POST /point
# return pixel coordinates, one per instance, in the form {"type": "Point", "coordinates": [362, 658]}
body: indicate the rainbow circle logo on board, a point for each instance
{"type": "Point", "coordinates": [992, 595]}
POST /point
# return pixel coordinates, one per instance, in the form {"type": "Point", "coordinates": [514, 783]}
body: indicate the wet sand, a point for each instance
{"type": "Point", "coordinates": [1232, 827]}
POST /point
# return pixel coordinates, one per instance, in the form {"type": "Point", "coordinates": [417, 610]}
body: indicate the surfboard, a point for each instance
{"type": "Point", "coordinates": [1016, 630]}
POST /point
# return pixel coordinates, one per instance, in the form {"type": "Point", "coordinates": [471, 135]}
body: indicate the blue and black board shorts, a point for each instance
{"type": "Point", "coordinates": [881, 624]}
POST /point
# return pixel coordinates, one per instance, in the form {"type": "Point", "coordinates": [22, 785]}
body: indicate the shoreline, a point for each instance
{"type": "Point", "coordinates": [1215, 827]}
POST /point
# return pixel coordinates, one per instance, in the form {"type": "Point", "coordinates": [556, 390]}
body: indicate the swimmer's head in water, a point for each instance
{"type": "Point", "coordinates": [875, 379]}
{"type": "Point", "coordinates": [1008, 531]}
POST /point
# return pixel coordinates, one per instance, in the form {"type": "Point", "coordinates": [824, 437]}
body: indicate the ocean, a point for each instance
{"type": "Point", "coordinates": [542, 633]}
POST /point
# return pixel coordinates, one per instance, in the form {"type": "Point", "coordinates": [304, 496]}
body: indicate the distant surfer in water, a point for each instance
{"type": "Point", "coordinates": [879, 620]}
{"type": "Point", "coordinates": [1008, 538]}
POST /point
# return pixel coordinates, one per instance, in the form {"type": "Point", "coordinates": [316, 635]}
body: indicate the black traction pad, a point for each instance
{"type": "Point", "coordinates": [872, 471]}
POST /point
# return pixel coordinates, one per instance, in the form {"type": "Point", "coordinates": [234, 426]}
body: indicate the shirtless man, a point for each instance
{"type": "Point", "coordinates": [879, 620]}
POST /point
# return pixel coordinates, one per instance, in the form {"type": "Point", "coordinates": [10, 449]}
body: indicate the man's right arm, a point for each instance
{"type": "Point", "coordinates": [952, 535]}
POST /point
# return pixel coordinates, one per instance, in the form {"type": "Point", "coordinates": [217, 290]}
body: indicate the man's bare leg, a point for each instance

—————

=== What is needed ===
Print the material above once more, exactly.

=== Written reply ===
POST /point
# return pixel coordinates, one per instance, in the form {"type": "Point", "coordinates": [362, 658]}
body: indicate the rainbow circle logo on board, a point for each instance
{"type": "Point", "coordinates": [992, 595]}
POST /point
# return pixel coordinates, one per instance, in the form {"type": "Point", "coordinates": [514, 783]}
body: indicate the wet sand, a point for each instance
{"type": "Point", "coordinates": [1232, 827]}
POST /point
# return pixel coordinates, one per instance, in the form {"type": "Point", "coordinates": [417, 610]}
body: indicate the surfboard, a point for each instance
{"type": "Point", "coordinates": [1016, 630]}
POST /point
# return pixel coordinates, one per instance, in the form {"type": "Point", "coordinates": [471, 135]}
body: indicate the blue and black board shorts, a point for each instance
{"type": "Point", "coordinates": [881, 624]}
POST /point
# return pixel coordinates, one per instance, in the form {"type": "Point", "coordinates": [22, 785]}
body: indicate the shoreline, a point for each instance
{"type": "Point", "coordinates": [1215, 827]}
POST /point
# return pixel coordinates, one per instance, in the form {"type": "Point", "coordinates": [556, 390]}
body: indicate the swimmer's head in water, a point for each instance
{"type": "Point", "coordinates": [875, 379]}
{"type": "Point", "coordinates": [1008, 531]}
POST /point
# return pixel coordinates, one per instance, in the form {"type": "Point", "coordinates": [824, 437]}
body: indicate the ocean, a point for each instance
{"type": "Point", "coordinates": [542, 633]}
POST /point
# return pixel coordinates, one per instance, in the form {"type": "Point", "coordinates": [304, 496]}
body: indicate the distant surfer in water, a point for each instance
{"type": "Point", "coordinates": [879, 620]}
{"type": "Point", "coordinates": [1008, 538]}
POST /point
# return pixel coordinates, one per instance, in the form {"type": "Point", "coordinates": [316, 635]}
body: indicate the black traction pad, a point for each instance
{"type": "Point", "coordinates": [872, 471]}
POST /point
# return pixel coordinates, one per instance, in the form {"type": "Point", "coordinates": [234, 426]}
body: indicate the shirtless man, a point for each instance
{"type": "Point", "coordinates": [879, 620]}
POST /point
# return pixel coordinates, one per instance, in the form {"type": "Point", "coordinates": [10, 449]}
body: indicate the man's right arm, a point for each instance
{"type": "Point", "coordinates": [952, 535]}
POST /point
# return pixel coordinates, one per instance, in the form {"type": "Point", "coordinates": [217, 290]}
body: indicate the man's bare leg, a point for each instance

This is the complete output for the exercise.